### Stated task a
In the records, format as a numbered list the lines starting with the line containing "Could you please locate the black leather bridle" and going on through the line containing "<point>448,516</point>", leaving out any blank lines.

┌─ Excerpted passage

Seems education is on most peoples' minds. So many places the buses sit empty, the kids are home, and parents are coping with educating their children at home. But it's not a new thing.
It was a few years ago when a friend's brother decided he'd had enough of teaching school in the city. At the end of the school year, he quit his job, got rid of his apartment, went to his parents home, and looked online for a new job. One school district in the northern part of middle America had an opening. It was a very small school. He applied, and the next day he got a phone call. They invited him to come and sent him airline tickets.
The principal met him at the airport in a pickup truck. They drove for hours and instead of being put up in hotel or motel, he got to stay in the principal's parents' home in an apt over the detached garage that they referred to as the barn. (There were no hotels or motels near there.) The refrigerator was stocked and he was told to come to the house for meals. There are no traffic lights in the small town. There were two school buses for the county. The school held all grades. The children who lived in town walked to school. About a third of the students never attended school except via computer. In bad weather, the kids outside of town all attended online. Teaching students with a camera focused on him was a new thing. He took the job and never looked back. He loves it there. He teaches science and math to students from Fourth to Twelfth grades.
His description of that small town became the basis of the contemporary Creed's Crossing books, A Snowy Christmas in Wyoming, A Cowboy's Kiss in Wyoming, A Love Song in Wyoming, and A Calling in Wyoming.
But what about schools in 1800s? Schools varied. Education didn't become a big thing until 1900s. Although right after the American Revolution, the USA was the most highly educated country in the world. The standards in education wasn't anything like today. Reading, writing, and arithmetic were basic. Teachers weren't very educated. And every locality could choose what and who they wanted to teach their children. Often the job went to the local minister or to someone who was willing to teach especially in rural areas. The big cities on the east coast developed a more formal school system but rural areas were on their own.
Colleges began to spring up in the 1800s especially for women. Normal schools were created just for women. They could train girls to be teachers. Two years of training meant you were qualified to teach. Rare did schools go beyond the 8th grade. And many schools in rural areas never went beyond the sixth grade. My father was born in 1903 and he only had a few years of school and then he had to work on the farm. His grandmother sat him down and taught him to read. It was a Bible. At four years of age, he could read it.

└─
┌─ Data listing

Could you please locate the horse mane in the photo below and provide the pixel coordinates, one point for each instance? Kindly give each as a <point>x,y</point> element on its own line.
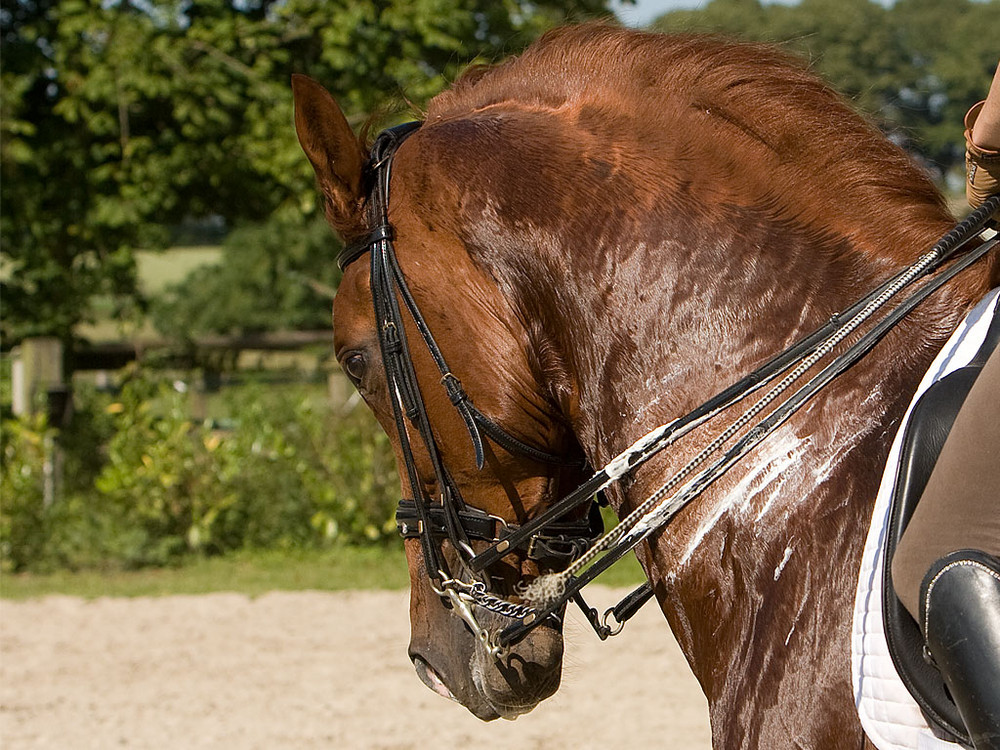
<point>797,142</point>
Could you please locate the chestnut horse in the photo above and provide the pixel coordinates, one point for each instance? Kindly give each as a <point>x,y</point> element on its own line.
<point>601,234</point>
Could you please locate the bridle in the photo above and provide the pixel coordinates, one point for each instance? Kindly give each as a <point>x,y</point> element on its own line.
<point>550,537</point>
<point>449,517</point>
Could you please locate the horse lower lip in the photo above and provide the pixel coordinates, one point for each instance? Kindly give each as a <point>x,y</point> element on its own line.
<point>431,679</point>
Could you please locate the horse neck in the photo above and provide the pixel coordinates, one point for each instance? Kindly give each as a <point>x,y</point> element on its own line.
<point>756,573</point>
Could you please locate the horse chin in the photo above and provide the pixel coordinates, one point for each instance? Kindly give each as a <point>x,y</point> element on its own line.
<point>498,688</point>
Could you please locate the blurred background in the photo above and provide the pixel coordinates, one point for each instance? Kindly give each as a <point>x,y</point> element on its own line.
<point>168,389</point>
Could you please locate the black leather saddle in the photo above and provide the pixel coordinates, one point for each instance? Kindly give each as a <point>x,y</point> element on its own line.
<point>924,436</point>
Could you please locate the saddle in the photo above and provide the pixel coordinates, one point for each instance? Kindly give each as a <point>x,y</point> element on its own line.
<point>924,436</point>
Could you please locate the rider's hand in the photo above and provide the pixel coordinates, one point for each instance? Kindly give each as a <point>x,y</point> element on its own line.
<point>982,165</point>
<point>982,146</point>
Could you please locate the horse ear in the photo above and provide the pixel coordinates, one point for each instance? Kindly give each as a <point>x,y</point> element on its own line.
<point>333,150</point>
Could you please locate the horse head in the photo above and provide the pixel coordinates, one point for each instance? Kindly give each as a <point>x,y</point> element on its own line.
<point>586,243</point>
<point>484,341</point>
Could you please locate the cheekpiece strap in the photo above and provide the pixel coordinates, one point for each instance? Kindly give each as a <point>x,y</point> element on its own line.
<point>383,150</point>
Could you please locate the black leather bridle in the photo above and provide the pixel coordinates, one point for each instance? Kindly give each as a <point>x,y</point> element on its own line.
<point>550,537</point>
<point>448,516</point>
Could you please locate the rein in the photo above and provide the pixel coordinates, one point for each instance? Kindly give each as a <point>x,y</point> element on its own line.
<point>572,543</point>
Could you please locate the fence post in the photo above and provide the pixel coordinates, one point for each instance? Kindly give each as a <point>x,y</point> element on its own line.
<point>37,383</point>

└─

### Stated task b
Answer these questions from the post on schooling:
(i) How many school buses were there for the county in the small town?
(ii) How many years of training qualified someone to teach?
(iii) At what age could the writer's father read the Bible?

### Task output a
1. Could you please locate the black leather bridle in the photo above and provide the pixel coordinates, one point for each instance? Kindly give each as a <point>x,y</point> element on its own line.
2. <point>550,537</point>
3. <point>448,516</point>

### Task output b
(i) Two.
(ii) Two years.
(iii) Four years of age.